#### [Exercise task 1]
Pick out every line of the records that contains the string "surface", and treat uppercase and lowercase as different.
#### [Exercise task 2]
Continue the forum thread on face geometry and perspective camera formulas, starting right after its last sentence.

#### [Extracted text]
Whoops, you're right, those formulas are not what you need. What I gave you was perspective camera formulas which convert the metric 3D space into the NDC. What you need are formulas within the metric 3D space so you can later project them with a perspective camera. In a way, they have to be inverse in respect to the camera formulas. Sorry for a misleading advice! H and W at depth Z should be smth like this:

float h = 2.f * Z * std::tan(kDegreesToRadians * env_camera.vertical_fov_degrees() / 2.f);
float w = h * aspect_ratio;

Please note, that here Z is positive (let's say, you want to project points Z = 100 = 100cm away from camera), but Face Geometry module operates in the right-handed coordinate system so when you assign .z coordinate to your mesh vertex it has to be going in the negative direction of the Z axis (from 0 to -Inf, not to +Inf) so you'd probably have to multiply it by -1 before writing.

I have another strange observation too. I wrote some logs to see the value of W and H, I observed that W is greater than H, which is against my expectation.

That's a good point, you shouldn't be observing this with the new formula

milad-4274 commented 3 years ago

@kostyaby Thank you for your great help. just for informing, I got almost correct answer with your guidence. the black texture renderred result represented in following image:

photo_2021-07-17_10-23-19

as you said before:

the runtime vertex IDs (produced by the EOS library) don't match the canonical vertex IDs from the OBJ. That would explain why changing weights also changed the output

the procrustes solver somehow gets numerically unstable with the kind data you have with the new EOS approach. That would also why changing weights also changed the output

If after doing this you'll still see visual artifacts, then 1) is likely a problem - otherwise, it's either 2) or some other FaceGeometryFromLandmarks-related issue

so the most likely problem is about numerical problem with procrustes solver. do you have any suggestion for starting point?

kostyaby commented 3 years ago

Thanks for validating this idea!

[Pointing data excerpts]
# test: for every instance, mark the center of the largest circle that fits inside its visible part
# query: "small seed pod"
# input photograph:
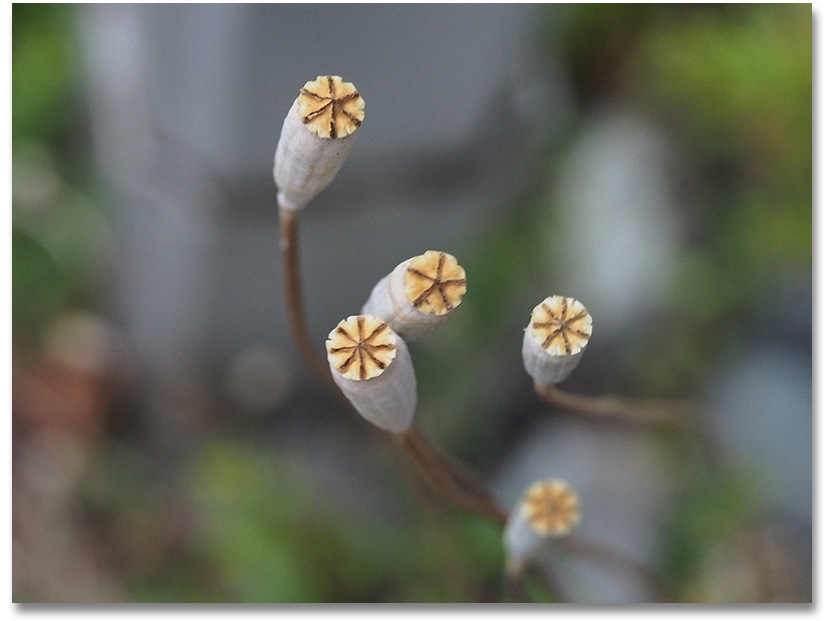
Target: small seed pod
(371, 365)
(555, 339)
(419, 294)
(316, 138)
(547, 511)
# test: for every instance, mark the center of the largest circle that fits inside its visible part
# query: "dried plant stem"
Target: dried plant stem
(606, 557)
(288, 243)
(664, 413)
(452, 481)
(515, 576)
(654, 412)
(447, 478)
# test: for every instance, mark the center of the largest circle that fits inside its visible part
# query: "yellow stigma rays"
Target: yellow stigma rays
(330, 107)
(435, 283)
(361, 347)
(561, 325)
(551, 507)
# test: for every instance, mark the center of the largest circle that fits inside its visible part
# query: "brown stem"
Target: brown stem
(452, 481)
(651, 412)
(295, 306)
(609, 558)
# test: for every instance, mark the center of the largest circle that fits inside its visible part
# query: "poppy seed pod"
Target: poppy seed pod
(548, 510)
(419, 293)
(555, 339)
(316, 138)
(371, 365)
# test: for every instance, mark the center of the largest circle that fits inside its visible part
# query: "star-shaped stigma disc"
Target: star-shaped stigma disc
(330, 108)
(561, 325)
(435, 283)
(361, 347)
(552, 508)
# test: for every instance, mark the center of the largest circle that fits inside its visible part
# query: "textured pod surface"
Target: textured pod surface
(555, 339)
(371, 365)
(548, 510)
(419, 294)
(316, 138)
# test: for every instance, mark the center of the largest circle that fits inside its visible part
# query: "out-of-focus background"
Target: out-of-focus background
(653, 161)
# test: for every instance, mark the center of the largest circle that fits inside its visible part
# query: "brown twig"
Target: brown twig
(451, 480)
(606, 557)
(657, 413)
(291, 271)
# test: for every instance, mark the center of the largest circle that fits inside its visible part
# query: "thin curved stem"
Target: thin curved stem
(288, 242)
(663, 413)
(607, 557)
(452, 481)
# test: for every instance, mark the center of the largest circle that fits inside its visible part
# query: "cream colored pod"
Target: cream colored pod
(418, 294)
(316, 138)
(555, 339)
(371, 365)
(548, 510)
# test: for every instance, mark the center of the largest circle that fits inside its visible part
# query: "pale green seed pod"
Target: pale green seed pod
(547, 511)
(373, 368)
(419, 294)
(555, 339)
(316, 138)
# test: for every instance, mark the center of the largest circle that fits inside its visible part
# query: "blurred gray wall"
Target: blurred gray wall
(186, 106)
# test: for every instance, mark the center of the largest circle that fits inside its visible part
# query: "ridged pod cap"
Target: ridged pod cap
(316, 138)
(555, 339)
(548, 510)
(419, 294)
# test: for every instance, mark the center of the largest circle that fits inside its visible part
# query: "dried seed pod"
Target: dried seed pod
(548, 510)
(371, 365)
(555, 339)
(316, 138)
(419, 293)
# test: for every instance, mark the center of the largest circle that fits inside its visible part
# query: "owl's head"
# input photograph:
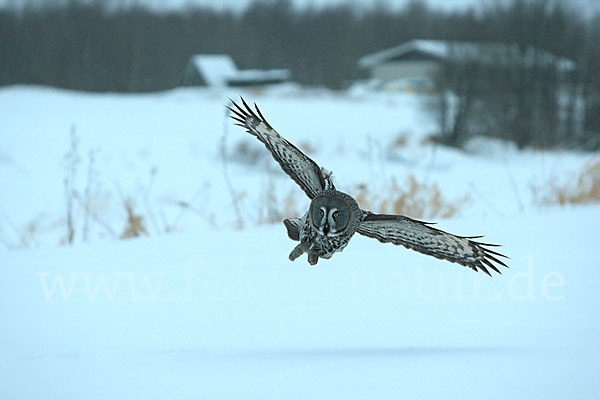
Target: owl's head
(330, 214)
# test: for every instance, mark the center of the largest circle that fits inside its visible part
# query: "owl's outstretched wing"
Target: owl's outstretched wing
(304, 171)
(420, 236)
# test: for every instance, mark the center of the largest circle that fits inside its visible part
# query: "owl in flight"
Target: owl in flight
(333, 216)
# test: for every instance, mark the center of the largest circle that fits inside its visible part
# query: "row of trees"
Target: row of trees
(87, 45)
(518, 90)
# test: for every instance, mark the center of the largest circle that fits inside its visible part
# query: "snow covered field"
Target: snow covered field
(199, 309)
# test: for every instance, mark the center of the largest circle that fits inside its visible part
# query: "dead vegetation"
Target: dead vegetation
(135, 224)
(414, 199)
(584, 188)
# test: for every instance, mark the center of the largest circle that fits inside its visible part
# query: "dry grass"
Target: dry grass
(135, 225)
(583, 189)
(414, 199)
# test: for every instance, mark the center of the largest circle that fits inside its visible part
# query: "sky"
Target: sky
(586, 5)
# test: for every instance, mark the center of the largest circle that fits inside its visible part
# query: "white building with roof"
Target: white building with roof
(219, 70)
(418, 62)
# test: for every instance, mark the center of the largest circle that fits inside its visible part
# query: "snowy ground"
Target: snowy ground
(208, 311)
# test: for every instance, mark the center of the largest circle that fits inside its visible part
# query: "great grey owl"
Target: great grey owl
(333, 217)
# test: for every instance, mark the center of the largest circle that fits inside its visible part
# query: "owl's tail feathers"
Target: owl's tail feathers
(293, 226)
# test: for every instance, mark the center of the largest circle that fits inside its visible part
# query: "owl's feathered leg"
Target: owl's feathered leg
(293, 226)
(313, 258)
(298, 251)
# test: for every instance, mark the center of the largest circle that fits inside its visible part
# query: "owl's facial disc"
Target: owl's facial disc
(332, 217)
(329, 216)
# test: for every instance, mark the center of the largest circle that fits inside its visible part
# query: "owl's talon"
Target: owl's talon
(297, 252)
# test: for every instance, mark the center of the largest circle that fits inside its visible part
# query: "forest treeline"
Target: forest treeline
(87, 45)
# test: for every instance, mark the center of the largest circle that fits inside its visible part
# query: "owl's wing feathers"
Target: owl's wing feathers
(420, 236)
(304, 171)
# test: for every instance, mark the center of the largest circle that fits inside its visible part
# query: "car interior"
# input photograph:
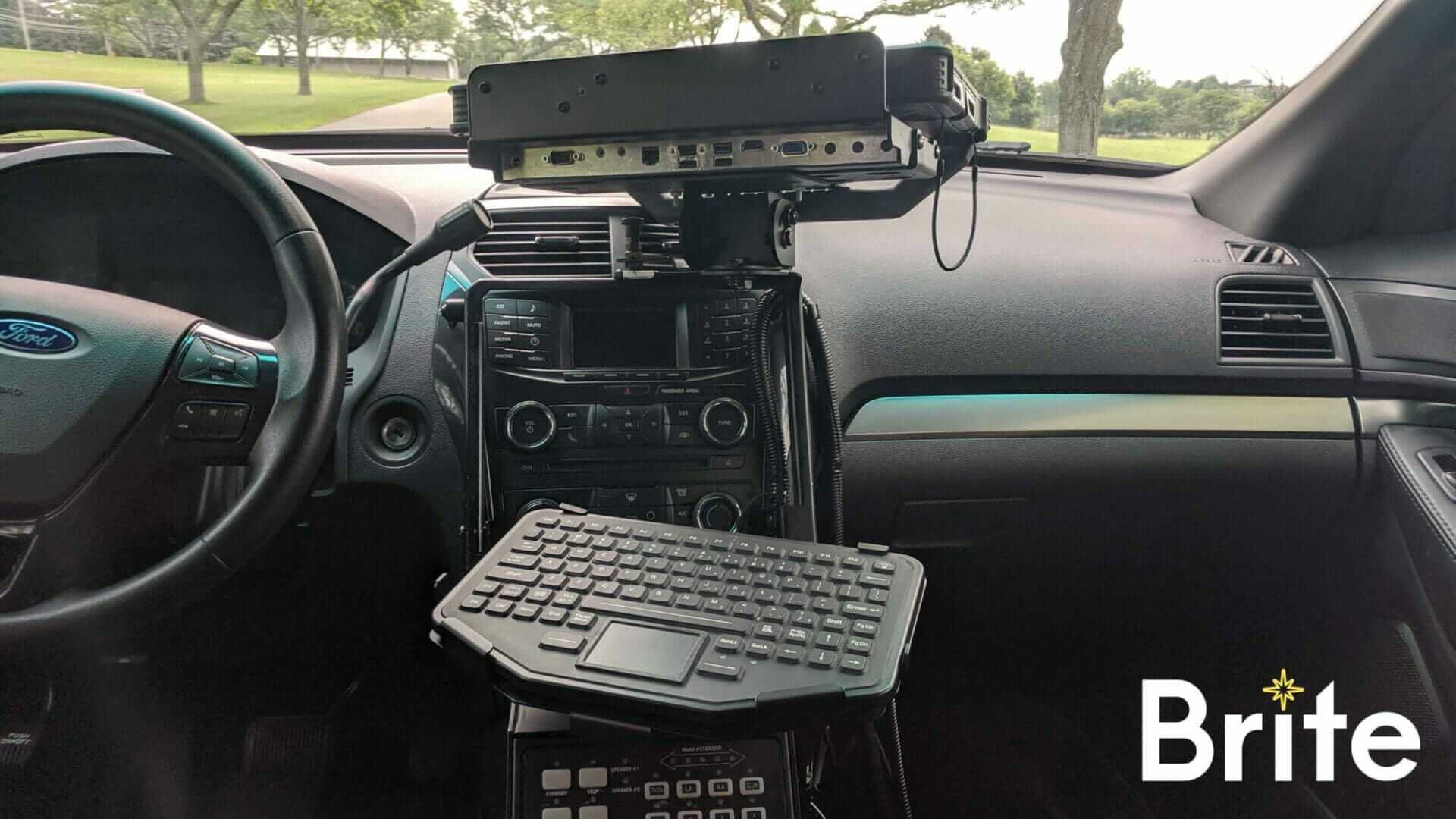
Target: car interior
(283, 537)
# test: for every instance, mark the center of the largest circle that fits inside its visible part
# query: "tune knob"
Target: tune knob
(530, 426)
(717, 510)
(724, 422)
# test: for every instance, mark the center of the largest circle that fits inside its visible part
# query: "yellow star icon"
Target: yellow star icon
(1283, 689)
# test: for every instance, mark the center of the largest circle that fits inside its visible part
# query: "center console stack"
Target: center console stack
(650, 589)
(632, 401)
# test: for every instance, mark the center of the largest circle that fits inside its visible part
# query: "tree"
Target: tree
(305, 24)
(628, 25)
(786, 18)
(202, 20)
(430, 20)
(1094, 37)
(147, 27)
(1133, 83)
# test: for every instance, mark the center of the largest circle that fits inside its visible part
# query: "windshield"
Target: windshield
(1149, 80)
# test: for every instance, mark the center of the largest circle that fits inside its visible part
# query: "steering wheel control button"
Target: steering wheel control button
(530, 426)
(209, 420)
(592, 777)
(218, 365)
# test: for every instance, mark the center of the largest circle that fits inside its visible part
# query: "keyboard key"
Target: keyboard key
(827, 640)
(714, 668)
(864, 611)
(570, 643)
(511, 575)
(674, 617)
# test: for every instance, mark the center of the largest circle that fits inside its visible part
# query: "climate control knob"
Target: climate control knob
(724, 422)
(530, 426)
(717, 510)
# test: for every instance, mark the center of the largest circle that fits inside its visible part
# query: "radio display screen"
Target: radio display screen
(623, 338)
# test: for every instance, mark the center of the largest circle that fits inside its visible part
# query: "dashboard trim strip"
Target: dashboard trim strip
(1100, 414)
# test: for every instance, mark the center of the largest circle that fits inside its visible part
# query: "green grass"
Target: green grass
(1169, 150)
(243, 99)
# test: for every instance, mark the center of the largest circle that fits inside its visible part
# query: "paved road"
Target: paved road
(431, 111)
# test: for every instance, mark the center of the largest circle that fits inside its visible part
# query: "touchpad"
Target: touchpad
(642, 651)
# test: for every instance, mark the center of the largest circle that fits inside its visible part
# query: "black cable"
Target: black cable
(819, 352)
(935, 206)
(761, 349)
(455, 231)
(900, 761)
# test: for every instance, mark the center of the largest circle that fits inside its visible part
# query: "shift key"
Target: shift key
(511, 575)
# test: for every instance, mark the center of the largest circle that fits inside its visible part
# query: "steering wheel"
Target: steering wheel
(104, 397)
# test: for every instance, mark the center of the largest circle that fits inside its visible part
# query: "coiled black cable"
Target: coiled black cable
(761, 349)
(819, 350)
(900, 761)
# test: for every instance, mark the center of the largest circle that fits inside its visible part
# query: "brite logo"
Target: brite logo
(1381, 732)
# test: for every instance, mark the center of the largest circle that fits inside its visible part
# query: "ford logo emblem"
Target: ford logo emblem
(30, 335)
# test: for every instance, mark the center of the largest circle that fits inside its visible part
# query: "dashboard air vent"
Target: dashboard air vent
(557, 242)
(660, 245)
(1245, 253)
(1273, 318)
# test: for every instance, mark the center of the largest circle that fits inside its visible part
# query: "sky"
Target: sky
(1171, 38)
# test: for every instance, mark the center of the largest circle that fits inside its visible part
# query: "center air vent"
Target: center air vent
(1273, 318)
(552, 242)
(660, 246)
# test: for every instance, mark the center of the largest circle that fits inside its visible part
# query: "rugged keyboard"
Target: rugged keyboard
(590, 613)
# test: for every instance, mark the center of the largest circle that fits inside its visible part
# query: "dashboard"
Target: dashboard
(1112, 292)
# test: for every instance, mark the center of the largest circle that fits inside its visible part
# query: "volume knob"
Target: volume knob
(530, 426)
(724, 422)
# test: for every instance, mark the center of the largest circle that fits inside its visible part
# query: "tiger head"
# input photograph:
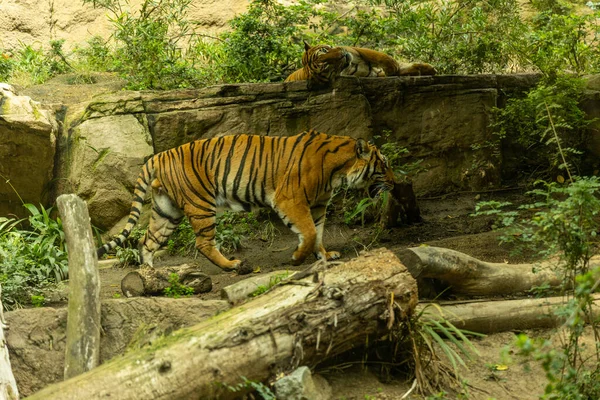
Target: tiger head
(324, 62)
(371, 170)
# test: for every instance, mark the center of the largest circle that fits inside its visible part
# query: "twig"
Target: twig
(558, 142)
(414, 385)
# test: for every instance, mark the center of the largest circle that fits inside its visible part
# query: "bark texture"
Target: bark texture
(151, 281)
(298, 322)
(469, 276)
(37, 336)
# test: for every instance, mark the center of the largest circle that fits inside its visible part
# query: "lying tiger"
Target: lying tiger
(295, 176)
(322, 63)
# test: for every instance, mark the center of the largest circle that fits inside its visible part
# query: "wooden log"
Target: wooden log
(8, 385)
(154, 281)
(242, 290)
(37, 335)
(302, 321)
(503, 315)
(83, 322)
(469, 276)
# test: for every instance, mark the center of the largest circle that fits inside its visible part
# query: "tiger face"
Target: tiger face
(321, 64)
(371, 170)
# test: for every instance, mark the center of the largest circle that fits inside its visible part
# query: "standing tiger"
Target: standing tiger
(322, 63)
(295, 176)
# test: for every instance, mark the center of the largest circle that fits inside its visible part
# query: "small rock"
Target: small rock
(302, 385)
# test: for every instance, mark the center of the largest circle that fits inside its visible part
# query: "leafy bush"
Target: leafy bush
(548, 114)
(264, 43)
(30, 259)
(176, 289)
(29, 65)
(149, 44)
(564, 222)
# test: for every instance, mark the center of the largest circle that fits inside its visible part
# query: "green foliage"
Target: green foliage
(182, 240)
(232, 227)
(128, 256)
(38, 300)
(563, 220)
(30, 258)
(548, 114)
(274, 280)
(157, 47)
(263, 43)
(260, 388)
(456, 37)
(176, 289)
(96, 55)
(562, 40)
(149, 45)
(33, 65)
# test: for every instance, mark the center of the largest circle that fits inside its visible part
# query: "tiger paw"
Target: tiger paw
(244, 269)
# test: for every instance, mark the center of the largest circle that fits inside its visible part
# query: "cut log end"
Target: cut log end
(150, 281)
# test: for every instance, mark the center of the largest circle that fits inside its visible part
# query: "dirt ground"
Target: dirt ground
(446, 223)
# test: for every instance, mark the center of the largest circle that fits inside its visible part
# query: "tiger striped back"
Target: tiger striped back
(323, 63)
(295, 176)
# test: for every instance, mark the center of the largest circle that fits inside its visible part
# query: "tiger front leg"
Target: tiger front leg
(298, 218)
(318, 216)
(166, 216)
(204, 227)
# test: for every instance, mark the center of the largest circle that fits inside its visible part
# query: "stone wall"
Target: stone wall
(443, 121)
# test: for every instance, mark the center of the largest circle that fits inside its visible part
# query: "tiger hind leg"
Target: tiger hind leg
(204, 225)
(166, 216)
(318, 215)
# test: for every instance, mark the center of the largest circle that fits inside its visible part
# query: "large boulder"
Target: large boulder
(27, 148)
(106, 157)
(442, 120)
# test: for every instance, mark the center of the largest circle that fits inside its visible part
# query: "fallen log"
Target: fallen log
(502, 315)
(154, 281)
(243, 290)
(37, 336)
(299, 321)
(469, 276)
(8, 386)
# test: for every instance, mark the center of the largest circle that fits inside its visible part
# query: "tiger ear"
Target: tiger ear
(363, 150)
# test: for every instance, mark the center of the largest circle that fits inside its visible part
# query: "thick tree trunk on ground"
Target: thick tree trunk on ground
(469, 276)
(37, 336)
(503, 315)
(8, 386)
(83, 323)
(151, 281)
(297, 322)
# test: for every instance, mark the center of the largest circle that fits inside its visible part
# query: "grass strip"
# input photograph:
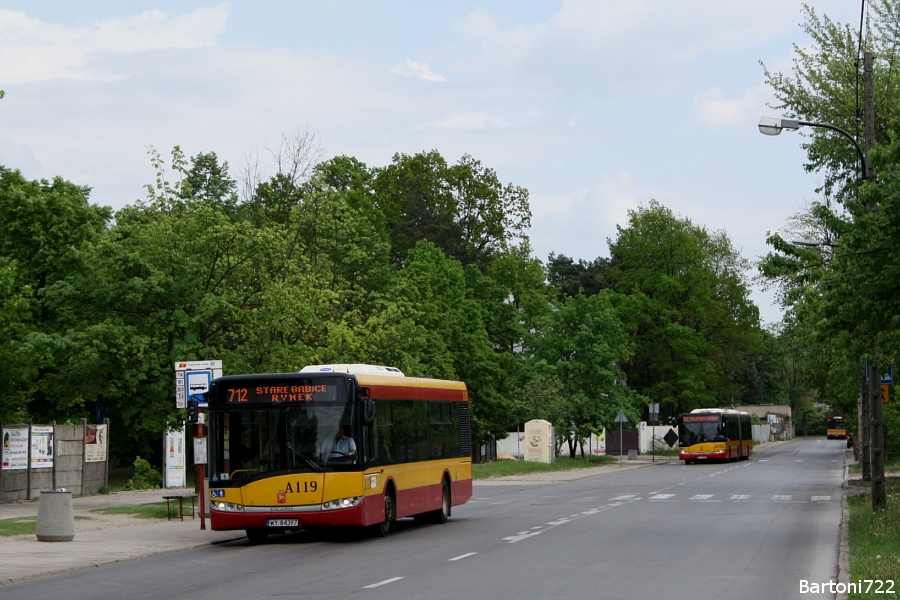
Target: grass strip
(18, 526)
(874, 540)
(504, 468)
(155, 510)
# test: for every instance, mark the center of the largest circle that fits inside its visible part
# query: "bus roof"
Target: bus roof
(354, 369)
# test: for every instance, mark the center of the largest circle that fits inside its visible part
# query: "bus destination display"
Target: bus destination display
(700, 418)
(278, 394)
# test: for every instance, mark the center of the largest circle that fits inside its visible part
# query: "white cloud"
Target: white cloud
(476, 120)
(715, 109)
(616, 47)
(578, 224)
(31, 50)
(420, 70)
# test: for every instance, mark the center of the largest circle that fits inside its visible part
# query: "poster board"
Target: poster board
(42, 446)
(15, 448)
(95, 443)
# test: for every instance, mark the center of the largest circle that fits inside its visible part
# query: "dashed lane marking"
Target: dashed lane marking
(462, 556)
(380, 583)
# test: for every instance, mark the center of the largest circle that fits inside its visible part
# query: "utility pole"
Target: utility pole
(879, 495)
(869, 112)
(865, 448)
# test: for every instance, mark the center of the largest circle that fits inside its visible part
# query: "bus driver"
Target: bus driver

#### [Result 1]
# query: "textured pod surface"
Target: textured pod surface

#### [Result 2]
In addition to the "numerical instability of the pipeline" hypothesis, I'd like to add a hypothesis that there's something wrong with Z coordinate of the eos_calculator output (i.e. it doesn't follow the same conventions that are followed by the MP face landmark pipeline). I think it's a valid candidate too cuz you have literally overridden the Z coord in your latest test and the issue was fixes, which makes it possible that the Z coord is potentially the problem. Here's what I'd try next:

First, log the screen_landmarks to see what is it like (here is a good place). You can also compute & log some metrics: width / height / depth of the screen_landmarks (i.e. the difference between min and max coordinate along X / Y / Z), the mean coordinate value for X / Y / Z. For the MP face landmark pipeline, I'd expect width to be roughly similar to depth and also I'd expect mean_z to be around 0.
Then, log the first_iteration_scale to see what is it like (here is a good place). It should look sane (like, no NaNs or +/-Infs, no super-large numbers greater than ~10^5 or super-small numbers less than ~10^-5)
Then, log the intermediate_landmarks after the first fitting iteration to see what is it like (here is a good place). Again, it should look sane. It should also roughly be aligned with your canonical face model (you can even try computing & logging a MSE error between the two sets)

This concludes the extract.